Could you repeat every entry below word for word, leaving out the pictures?

### DATASET RECORDS
● ● ●

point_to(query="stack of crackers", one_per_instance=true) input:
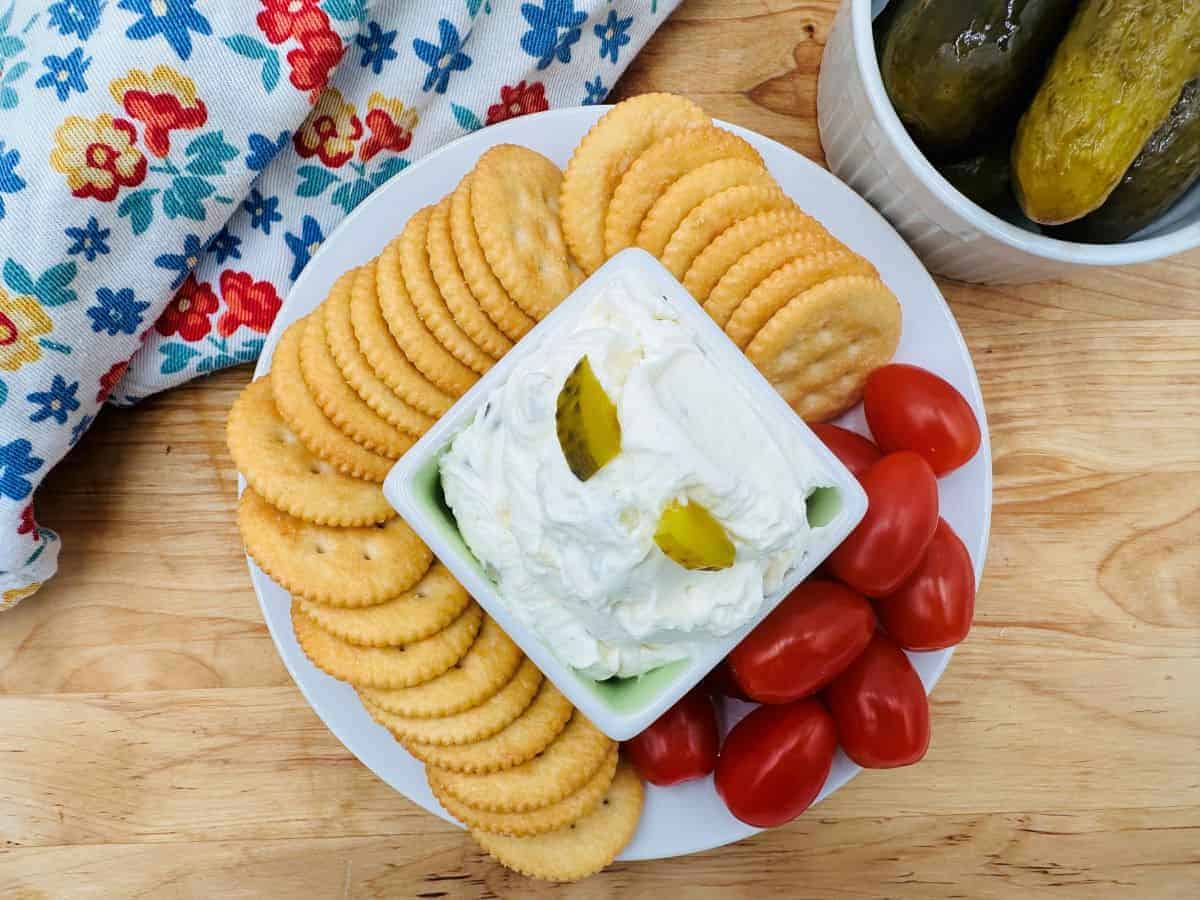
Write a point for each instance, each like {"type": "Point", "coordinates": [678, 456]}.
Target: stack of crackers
{"type": "Point", "coordinates": [811, 315]}
{"type": "Point", "coordinates": [352, 387]}
{"type": "Point", "coordinates": [400, 339]}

● ● ●

### OUTPUT
point_to(query="stack of crackers", one_per_instance=true) input:
Write a point for each instance, each like {"type": "Point", "coordinates": [678, 456]}.
Target: stack of crackers
{"type": "Point", "coordinates": [811, 315]}
{"type": "Point", "coordinates": [352, 387]}
{"type": "Point", "coordinates": [400, 339]}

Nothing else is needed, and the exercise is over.